### What is asked:
Copy out the rows from the line containing "Pass the picture above and point out the small" through the end of the rows, keeping every line. Shift each coordinate pair that sits on a line by itself by adding 3 to both of its numbers.

#### Records for the exercise

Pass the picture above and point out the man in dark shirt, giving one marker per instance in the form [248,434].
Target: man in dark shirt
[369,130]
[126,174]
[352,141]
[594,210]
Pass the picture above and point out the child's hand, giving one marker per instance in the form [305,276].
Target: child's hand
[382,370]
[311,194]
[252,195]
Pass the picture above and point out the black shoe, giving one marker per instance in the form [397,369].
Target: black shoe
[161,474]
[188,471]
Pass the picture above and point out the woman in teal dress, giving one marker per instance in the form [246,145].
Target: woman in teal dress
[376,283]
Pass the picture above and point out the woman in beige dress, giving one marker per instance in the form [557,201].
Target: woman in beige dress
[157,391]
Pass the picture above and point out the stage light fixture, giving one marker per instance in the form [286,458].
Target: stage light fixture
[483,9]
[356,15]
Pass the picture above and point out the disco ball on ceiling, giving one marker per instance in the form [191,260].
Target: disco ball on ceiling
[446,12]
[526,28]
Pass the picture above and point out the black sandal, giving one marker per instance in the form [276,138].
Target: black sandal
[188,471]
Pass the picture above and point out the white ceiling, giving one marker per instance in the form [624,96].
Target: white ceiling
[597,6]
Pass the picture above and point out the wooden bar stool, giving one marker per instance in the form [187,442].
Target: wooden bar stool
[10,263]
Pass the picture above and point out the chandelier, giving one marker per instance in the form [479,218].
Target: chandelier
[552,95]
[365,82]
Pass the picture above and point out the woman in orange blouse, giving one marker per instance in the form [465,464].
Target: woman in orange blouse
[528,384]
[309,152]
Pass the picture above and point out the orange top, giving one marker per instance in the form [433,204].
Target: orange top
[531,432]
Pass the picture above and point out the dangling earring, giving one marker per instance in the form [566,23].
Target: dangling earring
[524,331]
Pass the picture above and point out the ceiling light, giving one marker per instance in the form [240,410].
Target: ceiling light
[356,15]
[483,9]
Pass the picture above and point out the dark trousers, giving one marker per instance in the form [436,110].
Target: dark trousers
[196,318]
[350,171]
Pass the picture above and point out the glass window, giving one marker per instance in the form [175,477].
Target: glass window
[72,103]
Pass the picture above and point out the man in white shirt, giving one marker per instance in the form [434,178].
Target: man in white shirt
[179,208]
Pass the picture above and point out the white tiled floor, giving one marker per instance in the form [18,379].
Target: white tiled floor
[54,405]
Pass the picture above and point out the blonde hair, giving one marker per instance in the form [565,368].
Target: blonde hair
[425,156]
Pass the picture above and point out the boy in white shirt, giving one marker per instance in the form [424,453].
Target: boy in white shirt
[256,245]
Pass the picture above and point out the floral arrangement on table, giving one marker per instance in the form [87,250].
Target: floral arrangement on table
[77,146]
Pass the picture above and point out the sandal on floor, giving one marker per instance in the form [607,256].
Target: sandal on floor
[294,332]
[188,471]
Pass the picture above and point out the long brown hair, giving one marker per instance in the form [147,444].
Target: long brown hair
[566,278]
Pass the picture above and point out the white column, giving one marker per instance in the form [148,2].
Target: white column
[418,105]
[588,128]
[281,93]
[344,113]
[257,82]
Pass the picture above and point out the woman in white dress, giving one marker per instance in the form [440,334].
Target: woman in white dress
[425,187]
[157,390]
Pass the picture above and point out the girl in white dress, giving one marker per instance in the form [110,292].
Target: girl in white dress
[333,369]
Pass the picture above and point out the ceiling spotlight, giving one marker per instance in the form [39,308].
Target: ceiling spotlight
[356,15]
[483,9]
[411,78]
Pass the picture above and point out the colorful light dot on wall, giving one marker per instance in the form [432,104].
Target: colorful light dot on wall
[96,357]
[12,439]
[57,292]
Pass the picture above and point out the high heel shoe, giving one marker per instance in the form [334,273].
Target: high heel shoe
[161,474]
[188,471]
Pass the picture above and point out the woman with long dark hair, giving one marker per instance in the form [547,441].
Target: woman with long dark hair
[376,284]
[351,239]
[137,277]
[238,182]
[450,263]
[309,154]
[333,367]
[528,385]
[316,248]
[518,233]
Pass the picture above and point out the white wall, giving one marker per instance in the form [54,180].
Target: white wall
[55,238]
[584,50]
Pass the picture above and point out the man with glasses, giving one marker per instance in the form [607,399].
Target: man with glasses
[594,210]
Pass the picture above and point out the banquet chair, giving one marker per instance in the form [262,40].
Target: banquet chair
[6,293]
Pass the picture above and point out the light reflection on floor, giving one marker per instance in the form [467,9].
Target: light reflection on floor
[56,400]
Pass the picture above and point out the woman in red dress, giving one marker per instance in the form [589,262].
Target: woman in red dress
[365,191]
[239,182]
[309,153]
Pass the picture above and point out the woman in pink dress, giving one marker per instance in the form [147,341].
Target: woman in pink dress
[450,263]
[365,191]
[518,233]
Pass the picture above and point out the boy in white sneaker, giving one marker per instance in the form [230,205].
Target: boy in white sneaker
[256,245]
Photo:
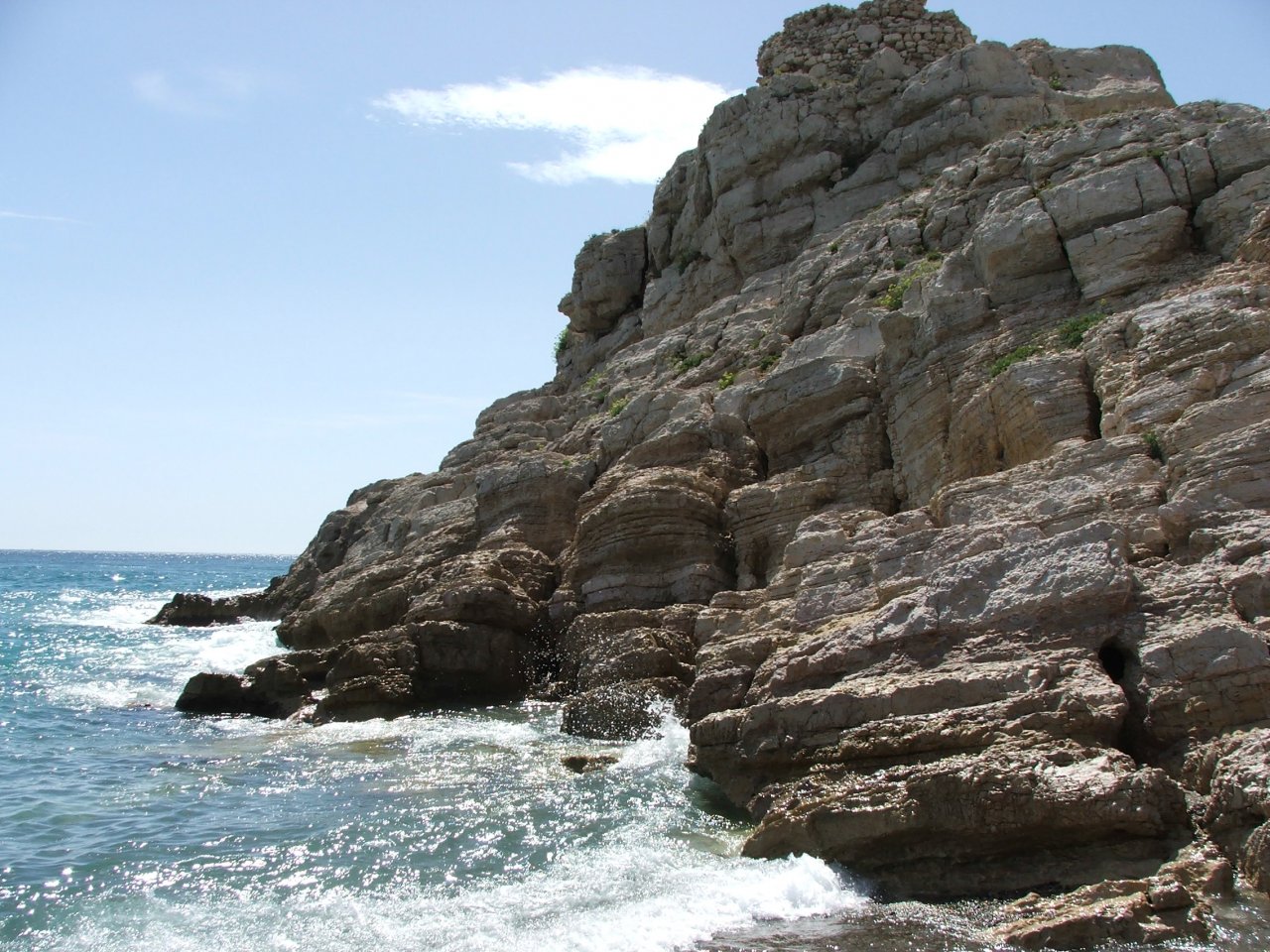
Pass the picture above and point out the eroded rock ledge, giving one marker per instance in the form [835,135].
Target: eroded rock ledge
[917,447]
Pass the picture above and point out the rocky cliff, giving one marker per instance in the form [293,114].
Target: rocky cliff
[919,447]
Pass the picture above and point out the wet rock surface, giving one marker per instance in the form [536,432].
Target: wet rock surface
[916,448]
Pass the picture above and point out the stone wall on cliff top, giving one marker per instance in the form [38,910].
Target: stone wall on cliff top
[917,447]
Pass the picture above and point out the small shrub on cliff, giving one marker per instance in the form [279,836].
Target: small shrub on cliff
[1020,353]
[685,362]
[686,258]
[893,298]
[1072,333]
[1155,448]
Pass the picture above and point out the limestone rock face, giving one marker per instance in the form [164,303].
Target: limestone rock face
[915,449]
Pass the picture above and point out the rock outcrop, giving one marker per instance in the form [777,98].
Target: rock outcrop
[917,447]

########

### Exercise response:
Pass the picture above and point out the small shrub on cliff, giving one marker per instance in the form [279,836].
Target: small shrub on cliff
[1023,356]
[688,365]
[689,261]
[896,301]
[1075,336]
[1158,451]
Pass the picture above and point out the limestone rock face, giving one marker per instance in the form [164,303].
Target: limestone rock face
[918,452]
Pass the picture above and point out the rock outcrop, giving one marker per instance in the form [777,98].
Target: rock outcrop
[920,450]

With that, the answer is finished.